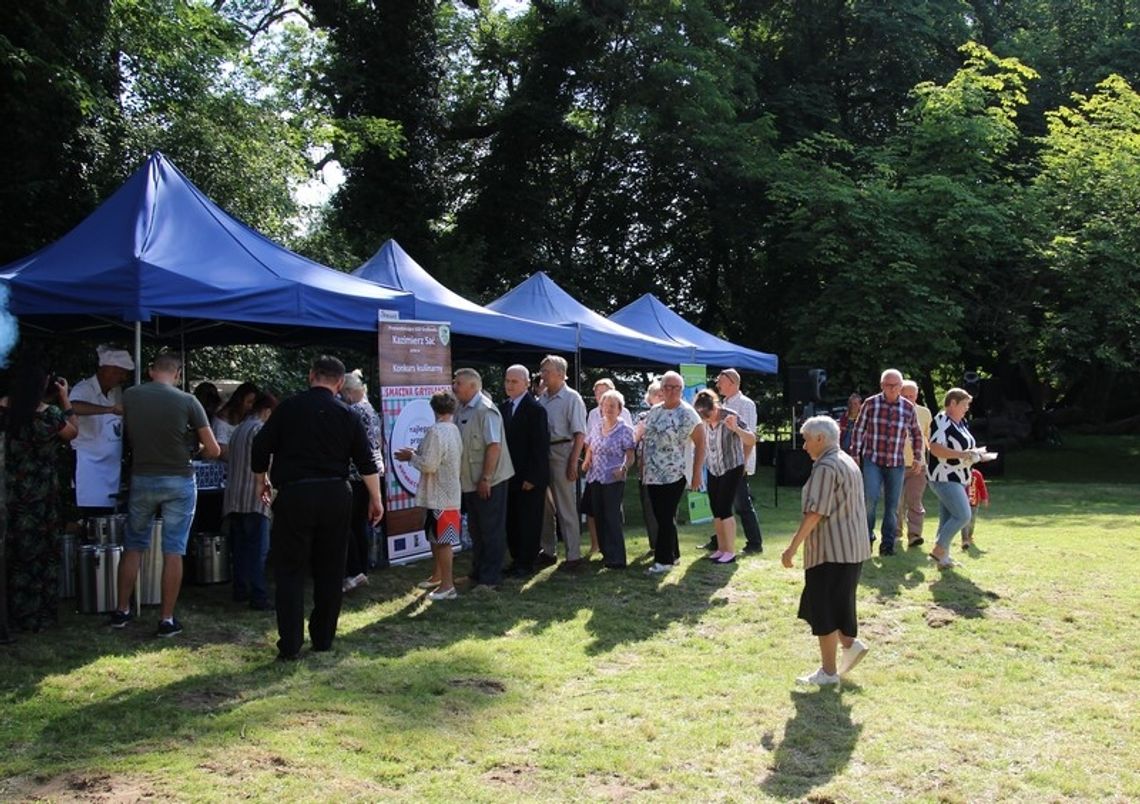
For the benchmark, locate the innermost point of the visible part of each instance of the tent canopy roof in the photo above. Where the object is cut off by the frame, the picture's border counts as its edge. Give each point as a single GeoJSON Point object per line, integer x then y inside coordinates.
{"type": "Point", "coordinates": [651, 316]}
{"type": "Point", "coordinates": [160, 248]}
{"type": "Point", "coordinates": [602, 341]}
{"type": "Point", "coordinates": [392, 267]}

■ ■ ■ ■

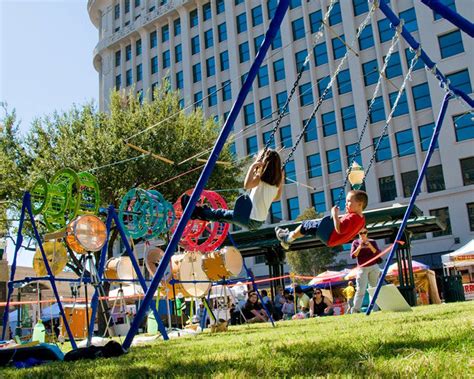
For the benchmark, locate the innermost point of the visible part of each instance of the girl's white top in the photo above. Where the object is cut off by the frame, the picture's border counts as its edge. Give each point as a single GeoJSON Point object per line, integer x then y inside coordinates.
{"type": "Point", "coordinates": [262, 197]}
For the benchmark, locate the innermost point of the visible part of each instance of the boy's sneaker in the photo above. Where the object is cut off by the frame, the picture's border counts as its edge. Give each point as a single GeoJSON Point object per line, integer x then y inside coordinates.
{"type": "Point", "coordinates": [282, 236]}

■ ■ ■ ■

How many lines in the records above contain the string 'single'? Case counts, so uppercase and lowercase letters must match. Reply with the number only.

- [Solution below]: 3